WHAT YOU HAVE TO DO:
Copy the stretch of entries from their start through the line that contains "[26,39,231,139]", both ends included, and leave the pictures out of your copy.

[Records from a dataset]
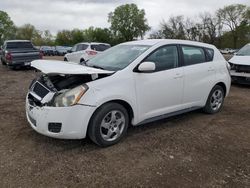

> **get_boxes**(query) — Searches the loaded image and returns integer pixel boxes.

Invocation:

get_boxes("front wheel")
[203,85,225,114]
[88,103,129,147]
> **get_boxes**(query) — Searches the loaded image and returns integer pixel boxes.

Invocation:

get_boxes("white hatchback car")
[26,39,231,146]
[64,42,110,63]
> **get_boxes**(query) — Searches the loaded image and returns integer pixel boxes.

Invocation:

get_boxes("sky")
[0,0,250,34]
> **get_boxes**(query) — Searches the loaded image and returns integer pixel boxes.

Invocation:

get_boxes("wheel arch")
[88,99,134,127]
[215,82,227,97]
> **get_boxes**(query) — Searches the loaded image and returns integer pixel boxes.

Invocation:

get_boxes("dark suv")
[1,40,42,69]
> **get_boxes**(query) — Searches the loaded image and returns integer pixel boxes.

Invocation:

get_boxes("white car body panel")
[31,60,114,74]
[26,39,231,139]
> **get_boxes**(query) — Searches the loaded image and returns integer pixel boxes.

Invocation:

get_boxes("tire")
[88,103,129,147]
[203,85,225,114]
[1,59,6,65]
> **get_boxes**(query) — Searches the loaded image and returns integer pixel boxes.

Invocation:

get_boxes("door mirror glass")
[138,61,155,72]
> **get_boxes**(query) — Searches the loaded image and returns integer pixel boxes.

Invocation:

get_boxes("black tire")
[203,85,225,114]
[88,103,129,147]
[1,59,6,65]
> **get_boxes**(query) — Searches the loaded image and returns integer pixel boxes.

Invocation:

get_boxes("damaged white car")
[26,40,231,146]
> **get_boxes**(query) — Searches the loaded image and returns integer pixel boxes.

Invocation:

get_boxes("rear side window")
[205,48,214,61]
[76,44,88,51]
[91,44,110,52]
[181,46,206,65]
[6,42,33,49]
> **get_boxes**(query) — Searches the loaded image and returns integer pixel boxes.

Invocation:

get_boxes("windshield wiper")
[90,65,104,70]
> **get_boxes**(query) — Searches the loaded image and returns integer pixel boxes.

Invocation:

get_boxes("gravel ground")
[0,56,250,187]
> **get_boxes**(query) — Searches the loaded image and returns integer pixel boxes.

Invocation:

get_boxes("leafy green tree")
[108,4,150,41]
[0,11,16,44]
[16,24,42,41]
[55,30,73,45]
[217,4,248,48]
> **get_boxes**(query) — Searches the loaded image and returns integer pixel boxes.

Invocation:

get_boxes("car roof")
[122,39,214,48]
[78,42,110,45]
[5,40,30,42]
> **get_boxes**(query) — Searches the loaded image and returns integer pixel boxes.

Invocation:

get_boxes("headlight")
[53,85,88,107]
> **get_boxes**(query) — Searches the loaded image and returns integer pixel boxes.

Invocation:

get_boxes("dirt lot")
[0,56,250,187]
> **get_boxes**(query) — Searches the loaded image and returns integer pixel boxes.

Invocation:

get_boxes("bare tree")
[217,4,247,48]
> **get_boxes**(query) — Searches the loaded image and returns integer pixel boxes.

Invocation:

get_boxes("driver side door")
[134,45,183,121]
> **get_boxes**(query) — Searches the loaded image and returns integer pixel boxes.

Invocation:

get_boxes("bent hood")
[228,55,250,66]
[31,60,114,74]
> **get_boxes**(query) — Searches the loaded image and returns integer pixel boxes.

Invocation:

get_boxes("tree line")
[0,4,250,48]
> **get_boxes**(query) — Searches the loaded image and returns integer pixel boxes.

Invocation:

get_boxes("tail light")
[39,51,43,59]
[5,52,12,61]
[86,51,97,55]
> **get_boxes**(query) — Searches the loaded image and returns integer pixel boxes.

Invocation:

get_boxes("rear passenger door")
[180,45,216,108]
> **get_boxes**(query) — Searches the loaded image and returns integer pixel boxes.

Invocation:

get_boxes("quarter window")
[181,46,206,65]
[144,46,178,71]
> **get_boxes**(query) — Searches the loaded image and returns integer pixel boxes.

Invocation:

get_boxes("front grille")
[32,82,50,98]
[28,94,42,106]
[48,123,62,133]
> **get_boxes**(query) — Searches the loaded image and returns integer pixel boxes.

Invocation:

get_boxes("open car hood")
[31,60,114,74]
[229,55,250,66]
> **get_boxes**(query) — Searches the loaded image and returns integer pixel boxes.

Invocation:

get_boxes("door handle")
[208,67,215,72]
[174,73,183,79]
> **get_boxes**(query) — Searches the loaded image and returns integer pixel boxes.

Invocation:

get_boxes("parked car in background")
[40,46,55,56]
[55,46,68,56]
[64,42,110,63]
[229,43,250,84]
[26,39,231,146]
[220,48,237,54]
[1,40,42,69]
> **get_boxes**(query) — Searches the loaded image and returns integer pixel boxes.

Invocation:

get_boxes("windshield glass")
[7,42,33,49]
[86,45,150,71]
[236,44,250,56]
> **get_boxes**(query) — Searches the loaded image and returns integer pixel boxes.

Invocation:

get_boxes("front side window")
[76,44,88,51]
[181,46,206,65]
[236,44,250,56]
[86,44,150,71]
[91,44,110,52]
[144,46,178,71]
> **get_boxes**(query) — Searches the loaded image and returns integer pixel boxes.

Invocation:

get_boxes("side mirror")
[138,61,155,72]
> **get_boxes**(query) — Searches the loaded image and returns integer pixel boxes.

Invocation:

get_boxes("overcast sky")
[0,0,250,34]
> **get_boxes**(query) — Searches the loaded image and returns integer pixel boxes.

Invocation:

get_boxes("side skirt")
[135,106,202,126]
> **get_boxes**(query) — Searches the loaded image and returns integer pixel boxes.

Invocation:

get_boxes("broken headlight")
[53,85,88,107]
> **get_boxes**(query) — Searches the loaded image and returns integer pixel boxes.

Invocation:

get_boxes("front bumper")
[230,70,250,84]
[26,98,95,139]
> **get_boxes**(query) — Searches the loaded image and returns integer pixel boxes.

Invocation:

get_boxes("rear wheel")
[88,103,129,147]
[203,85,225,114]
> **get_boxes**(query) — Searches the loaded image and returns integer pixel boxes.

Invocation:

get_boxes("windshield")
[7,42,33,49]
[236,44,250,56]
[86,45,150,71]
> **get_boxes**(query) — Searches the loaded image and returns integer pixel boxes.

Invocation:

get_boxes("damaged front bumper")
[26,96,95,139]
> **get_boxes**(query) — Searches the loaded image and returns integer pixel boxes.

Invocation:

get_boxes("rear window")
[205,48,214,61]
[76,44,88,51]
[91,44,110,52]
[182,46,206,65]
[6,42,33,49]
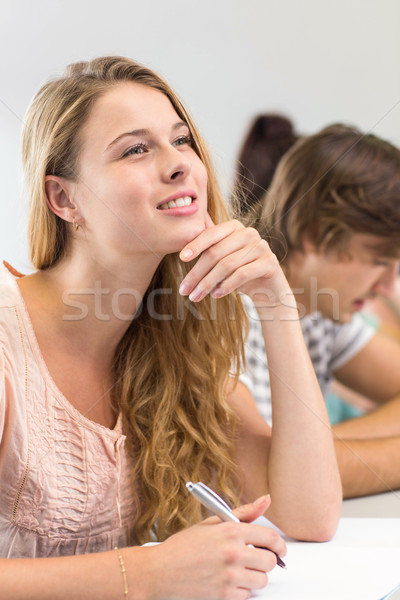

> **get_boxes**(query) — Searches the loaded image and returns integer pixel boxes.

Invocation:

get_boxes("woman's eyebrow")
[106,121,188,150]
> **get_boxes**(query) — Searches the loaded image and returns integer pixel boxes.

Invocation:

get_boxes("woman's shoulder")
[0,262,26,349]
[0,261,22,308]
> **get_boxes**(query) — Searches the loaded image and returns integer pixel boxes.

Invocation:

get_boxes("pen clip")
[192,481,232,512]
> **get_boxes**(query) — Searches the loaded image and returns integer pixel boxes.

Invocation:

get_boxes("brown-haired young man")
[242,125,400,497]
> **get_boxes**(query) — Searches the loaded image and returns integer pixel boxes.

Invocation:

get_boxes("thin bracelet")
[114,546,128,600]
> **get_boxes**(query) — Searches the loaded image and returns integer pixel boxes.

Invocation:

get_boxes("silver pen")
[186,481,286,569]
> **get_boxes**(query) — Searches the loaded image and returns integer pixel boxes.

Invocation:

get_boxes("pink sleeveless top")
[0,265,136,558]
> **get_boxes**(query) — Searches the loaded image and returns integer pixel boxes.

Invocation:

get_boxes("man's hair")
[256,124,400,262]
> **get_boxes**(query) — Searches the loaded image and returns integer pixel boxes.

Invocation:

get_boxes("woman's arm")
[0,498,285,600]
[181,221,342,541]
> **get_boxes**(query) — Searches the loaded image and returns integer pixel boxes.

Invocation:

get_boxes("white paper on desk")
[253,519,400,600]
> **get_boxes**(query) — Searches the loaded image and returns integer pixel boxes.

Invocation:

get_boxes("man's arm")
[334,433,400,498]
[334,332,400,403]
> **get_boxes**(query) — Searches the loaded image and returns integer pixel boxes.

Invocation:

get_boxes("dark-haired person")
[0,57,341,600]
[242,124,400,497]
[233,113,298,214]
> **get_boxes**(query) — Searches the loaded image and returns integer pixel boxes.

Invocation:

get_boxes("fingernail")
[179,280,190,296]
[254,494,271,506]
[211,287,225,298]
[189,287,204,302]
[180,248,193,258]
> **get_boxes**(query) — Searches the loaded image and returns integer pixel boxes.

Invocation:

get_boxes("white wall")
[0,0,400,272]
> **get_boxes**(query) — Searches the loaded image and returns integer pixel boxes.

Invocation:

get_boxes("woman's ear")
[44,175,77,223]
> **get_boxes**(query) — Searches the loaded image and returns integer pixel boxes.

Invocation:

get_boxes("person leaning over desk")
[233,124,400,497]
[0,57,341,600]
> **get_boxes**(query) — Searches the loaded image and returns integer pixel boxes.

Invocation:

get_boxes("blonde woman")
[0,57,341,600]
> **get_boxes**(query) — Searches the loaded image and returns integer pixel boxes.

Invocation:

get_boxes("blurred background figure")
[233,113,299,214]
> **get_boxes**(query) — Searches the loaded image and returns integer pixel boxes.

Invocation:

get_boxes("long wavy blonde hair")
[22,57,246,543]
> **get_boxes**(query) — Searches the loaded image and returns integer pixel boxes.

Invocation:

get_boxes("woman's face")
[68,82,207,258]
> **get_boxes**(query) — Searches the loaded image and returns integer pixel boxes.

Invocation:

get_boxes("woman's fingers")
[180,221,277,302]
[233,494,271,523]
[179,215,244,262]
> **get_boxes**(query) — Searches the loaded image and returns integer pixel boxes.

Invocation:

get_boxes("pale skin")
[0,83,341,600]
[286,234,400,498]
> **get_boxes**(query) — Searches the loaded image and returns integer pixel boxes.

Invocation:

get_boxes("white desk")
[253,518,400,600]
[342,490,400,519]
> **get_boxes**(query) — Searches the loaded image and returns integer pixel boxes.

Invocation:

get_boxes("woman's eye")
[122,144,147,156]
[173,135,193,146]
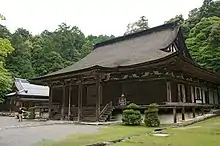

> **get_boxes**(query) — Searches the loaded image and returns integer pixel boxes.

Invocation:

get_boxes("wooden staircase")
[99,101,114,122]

RESULT BELOW:
> **get_boxes**(query) — Searches the loaded image and returns integer pixel boxes.

Invocation:

get_boxes("front wheel")
[203,85,225,114]
[88,103,129,147]
> **get_boxes**(query) — Searches the loaded image and returns integer pixel boxes.

Invocation:

get_boxes("white hatchback car")
[26,39,231,146]
[64,42,110,63]
> **get_boxes**(query) — Searches the loaded image and returns integer pixel boxes.

Invocation:

get_boxes("sky")
[0,0,250,34]
> **get_boxes**(query) — Searches the loaded image and returns integer pixel boxes.

Invocation:

get_boxes("wheel arch")
[88,99,134,127]
[215,82,227,97]
> **get_boxes**(query) — Searches the loaded image and returns integer pixel boxes.

Invocation:

get_boxes("dark suv")
[1,40,42,69]
> **get_boxes**(query) — Searches the loaded image and returns integer pixel boxes.

Invocation:

get_boxes("white car body panel")
[31,60,114,74]
[26,39,231,139]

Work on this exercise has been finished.